## Challenge
Take everything from the line containing "Where can you see the framed" down to the end of the records, swap each "poster" for "print", and write those lines out again with nothing else changed.

Object pointing dataset rows:
= = =

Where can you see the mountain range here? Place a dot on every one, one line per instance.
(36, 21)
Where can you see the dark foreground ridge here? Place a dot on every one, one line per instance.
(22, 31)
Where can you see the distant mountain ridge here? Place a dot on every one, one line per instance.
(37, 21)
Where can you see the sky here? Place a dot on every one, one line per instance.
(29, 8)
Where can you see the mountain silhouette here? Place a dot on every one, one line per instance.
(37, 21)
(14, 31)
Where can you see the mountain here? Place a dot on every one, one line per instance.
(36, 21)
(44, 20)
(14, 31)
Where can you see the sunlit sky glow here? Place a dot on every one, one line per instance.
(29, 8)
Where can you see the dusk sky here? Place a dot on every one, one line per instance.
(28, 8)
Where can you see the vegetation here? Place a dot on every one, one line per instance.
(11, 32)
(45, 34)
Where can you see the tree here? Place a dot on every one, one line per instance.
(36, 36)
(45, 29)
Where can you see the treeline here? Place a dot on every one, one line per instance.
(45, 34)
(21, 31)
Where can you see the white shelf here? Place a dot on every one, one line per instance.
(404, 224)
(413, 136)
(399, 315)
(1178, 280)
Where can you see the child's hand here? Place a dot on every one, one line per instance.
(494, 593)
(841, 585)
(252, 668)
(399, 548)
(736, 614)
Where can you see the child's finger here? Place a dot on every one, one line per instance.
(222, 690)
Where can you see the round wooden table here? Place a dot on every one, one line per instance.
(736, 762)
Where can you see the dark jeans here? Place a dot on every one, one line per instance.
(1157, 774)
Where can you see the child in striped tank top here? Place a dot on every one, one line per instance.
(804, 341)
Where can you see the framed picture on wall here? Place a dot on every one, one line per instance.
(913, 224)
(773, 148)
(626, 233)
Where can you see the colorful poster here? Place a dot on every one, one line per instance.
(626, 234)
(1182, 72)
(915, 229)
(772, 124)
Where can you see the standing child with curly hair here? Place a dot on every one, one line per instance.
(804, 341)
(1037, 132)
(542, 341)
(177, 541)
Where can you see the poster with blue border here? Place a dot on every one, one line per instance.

= = =

## The answer
Where can you see the framed picture on wall here? Place a dot on every one, one line per instance.
(913, 224)
(773, 148)
(626, 233)
Where can you see the colorful print here? Place a dot on every one, one line per instance.
(626, 234)
(1182, 72)
(915, 229)
(772, 124)
Where can you see the standing child with curly hair here? Place a dot on every one, one line per instance.
(804, 341)
(1037, 132)
(542, 341)
(177, 541)
Where can you see the print with blue border here? Place a dot on every one, one line per instance.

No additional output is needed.